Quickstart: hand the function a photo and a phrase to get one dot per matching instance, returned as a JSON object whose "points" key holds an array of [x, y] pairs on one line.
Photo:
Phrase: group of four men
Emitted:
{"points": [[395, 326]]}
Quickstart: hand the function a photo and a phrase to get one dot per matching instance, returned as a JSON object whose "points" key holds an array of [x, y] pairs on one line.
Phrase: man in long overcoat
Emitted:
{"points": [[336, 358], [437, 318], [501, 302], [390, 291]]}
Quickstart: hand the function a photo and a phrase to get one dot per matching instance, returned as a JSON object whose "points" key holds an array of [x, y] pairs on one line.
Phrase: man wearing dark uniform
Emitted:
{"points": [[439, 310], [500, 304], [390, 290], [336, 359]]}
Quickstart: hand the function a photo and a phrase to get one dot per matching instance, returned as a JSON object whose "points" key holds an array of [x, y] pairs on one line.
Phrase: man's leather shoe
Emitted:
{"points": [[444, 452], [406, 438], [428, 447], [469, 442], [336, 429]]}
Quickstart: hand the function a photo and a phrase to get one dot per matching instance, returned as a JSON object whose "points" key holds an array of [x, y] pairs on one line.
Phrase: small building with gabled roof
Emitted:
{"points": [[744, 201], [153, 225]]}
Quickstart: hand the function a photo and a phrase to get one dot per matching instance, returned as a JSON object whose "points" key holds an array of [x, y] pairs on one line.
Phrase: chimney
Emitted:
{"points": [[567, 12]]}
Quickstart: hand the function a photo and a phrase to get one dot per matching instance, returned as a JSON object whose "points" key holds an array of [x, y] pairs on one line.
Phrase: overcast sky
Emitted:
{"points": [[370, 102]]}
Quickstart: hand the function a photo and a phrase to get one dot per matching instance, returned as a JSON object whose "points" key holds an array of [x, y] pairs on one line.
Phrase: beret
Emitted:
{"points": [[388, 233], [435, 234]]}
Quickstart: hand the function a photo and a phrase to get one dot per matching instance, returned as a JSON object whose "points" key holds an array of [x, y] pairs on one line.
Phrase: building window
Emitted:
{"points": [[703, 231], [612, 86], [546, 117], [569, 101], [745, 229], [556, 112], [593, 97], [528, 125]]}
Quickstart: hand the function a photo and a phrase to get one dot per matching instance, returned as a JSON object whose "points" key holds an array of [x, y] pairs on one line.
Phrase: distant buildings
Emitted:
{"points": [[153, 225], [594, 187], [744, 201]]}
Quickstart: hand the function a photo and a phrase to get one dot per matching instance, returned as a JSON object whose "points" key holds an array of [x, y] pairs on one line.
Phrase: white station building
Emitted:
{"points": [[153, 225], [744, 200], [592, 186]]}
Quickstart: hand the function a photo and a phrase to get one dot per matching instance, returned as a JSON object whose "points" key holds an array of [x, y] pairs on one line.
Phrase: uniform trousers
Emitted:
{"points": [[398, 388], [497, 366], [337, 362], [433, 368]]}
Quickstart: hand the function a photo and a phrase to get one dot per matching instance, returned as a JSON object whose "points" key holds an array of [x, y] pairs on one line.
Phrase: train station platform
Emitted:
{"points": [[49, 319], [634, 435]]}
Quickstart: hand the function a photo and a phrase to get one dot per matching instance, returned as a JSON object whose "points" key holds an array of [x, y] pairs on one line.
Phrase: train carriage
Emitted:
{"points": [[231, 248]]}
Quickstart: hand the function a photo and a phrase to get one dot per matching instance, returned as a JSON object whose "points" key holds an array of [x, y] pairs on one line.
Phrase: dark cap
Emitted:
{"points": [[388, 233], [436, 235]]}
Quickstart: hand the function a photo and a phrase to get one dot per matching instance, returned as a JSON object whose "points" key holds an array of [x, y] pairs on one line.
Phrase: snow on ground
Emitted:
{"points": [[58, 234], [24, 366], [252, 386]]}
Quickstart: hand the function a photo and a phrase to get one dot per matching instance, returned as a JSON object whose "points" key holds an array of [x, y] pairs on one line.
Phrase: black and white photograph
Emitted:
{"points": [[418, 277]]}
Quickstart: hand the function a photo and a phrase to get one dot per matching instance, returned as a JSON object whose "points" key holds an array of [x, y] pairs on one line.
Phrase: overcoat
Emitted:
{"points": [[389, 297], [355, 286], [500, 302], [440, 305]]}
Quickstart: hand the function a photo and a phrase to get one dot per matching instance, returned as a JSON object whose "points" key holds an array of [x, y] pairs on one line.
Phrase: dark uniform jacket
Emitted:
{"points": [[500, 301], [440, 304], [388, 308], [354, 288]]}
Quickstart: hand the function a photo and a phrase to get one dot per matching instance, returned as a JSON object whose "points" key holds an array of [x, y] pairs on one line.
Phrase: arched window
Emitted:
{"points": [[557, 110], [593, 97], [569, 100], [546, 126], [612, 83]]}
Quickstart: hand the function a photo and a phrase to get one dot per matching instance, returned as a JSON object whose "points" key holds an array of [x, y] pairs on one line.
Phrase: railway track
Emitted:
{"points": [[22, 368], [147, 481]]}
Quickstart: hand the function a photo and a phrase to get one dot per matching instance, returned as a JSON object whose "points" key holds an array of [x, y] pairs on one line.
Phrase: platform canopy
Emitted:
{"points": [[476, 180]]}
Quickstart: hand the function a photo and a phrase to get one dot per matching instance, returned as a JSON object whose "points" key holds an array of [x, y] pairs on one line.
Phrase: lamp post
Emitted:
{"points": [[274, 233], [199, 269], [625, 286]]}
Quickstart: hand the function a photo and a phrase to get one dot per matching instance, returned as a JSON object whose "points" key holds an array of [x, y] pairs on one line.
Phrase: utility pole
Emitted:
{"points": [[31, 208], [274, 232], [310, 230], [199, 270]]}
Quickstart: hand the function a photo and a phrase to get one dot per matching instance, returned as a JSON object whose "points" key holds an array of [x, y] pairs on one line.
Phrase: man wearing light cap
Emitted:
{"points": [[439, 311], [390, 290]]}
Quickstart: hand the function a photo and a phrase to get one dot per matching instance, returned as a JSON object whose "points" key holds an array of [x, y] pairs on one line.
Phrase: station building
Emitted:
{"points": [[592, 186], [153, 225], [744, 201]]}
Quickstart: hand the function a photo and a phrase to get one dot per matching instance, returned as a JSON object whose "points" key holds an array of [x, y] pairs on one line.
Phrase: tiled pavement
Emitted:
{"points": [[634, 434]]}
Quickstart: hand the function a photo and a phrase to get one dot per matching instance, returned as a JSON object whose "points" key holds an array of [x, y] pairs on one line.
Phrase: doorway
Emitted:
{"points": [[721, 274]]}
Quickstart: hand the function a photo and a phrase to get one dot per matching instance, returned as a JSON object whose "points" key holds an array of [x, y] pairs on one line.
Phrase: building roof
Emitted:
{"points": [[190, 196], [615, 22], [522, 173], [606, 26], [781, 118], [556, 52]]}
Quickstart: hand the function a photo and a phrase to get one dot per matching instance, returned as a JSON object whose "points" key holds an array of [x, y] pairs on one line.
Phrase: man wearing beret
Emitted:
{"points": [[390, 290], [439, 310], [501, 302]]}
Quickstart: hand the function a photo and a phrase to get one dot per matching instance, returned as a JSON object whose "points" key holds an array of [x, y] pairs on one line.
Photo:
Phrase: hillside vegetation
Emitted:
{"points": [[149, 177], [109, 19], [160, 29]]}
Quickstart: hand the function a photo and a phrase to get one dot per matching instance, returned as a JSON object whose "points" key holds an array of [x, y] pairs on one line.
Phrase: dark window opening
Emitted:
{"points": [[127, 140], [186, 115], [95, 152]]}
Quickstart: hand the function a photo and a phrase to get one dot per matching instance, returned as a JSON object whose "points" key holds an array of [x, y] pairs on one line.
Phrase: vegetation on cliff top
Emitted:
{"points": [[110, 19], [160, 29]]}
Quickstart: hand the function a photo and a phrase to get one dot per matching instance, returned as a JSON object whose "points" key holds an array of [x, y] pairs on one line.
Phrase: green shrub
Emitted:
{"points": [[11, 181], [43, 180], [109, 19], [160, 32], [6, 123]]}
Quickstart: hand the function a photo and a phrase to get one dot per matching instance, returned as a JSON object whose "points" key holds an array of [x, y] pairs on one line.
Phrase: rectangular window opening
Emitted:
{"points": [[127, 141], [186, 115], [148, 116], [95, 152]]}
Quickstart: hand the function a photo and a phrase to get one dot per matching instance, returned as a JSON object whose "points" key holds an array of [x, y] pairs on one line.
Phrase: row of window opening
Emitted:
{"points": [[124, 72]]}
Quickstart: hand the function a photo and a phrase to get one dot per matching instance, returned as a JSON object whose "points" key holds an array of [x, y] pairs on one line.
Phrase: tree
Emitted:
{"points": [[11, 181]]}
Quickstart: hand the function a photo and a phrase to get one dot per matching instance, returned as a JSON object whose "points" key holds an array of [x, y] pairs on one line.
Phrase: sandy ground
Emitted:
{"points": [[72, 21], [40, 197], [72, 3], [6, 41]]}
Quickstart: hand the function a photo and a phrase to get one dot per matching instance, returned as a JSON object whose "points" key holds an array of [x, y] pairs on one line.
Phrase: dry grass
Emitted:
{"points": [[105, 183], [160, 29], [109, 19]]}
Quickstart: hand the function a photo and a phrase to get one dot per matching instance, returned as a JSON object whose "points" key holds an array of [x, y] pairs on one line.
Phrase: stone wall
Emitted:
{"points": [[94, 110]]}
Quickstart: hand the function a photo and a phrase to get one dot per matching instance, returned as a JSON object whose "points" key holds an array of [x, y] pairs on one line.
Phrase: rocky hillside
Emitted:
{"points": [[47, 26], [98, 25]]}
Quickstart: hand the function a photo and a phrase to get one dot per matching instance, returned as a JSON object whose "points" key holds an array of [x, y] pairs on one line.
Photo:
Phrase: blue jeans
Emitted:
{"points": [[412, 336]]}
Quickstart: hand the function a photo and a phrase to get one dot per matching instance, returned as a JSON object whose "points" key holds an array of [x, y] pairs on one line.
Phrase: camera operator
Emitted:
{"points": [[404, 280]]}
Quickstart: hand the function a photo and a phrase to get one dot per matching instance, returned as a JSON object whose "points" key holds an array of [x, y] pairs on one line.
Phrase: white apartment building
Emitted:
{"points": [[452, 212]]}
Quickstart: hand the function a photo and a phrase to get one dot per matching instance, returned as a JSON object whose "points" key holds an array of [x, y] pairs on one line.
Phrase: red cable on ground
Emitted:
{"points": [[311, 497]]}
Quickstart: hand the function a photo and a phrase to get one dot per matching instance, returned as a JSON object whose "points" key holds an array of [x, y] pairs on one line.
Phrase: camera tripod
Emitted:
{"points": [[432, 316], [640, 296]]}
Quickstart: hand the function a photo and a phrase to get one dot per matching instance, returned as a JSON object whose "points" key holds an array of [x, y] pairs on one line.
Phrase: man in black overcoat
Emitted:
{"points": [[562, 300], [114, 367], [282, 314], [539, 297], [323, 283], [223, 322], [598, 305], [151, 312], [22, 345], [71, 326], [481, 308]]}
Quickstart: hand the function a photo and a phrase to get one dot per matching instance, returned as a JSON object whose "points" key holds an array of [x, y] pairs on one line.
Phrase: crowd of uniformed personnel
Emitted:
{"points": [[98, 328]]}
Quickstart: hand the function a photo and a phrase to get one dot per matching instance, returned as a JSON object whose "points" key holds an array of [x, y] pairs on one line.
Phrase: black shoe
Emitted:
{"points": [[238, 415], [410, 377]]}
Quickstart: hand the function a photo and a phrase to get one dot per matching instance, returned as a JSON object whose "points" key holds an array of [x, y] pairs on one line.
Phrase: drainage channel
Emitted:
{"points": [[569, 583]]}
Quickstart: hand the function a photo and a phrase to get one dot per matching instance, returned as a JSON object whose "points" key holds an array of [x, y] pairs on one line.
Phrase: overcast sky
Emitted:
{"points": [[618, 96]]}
────
Copy out, from the data above, every line holding the word "window".

Phrase: building window
Phrase: arched window
Phrase: dark window opening
Phrase: rectangular window opening
Phrase: row of window opening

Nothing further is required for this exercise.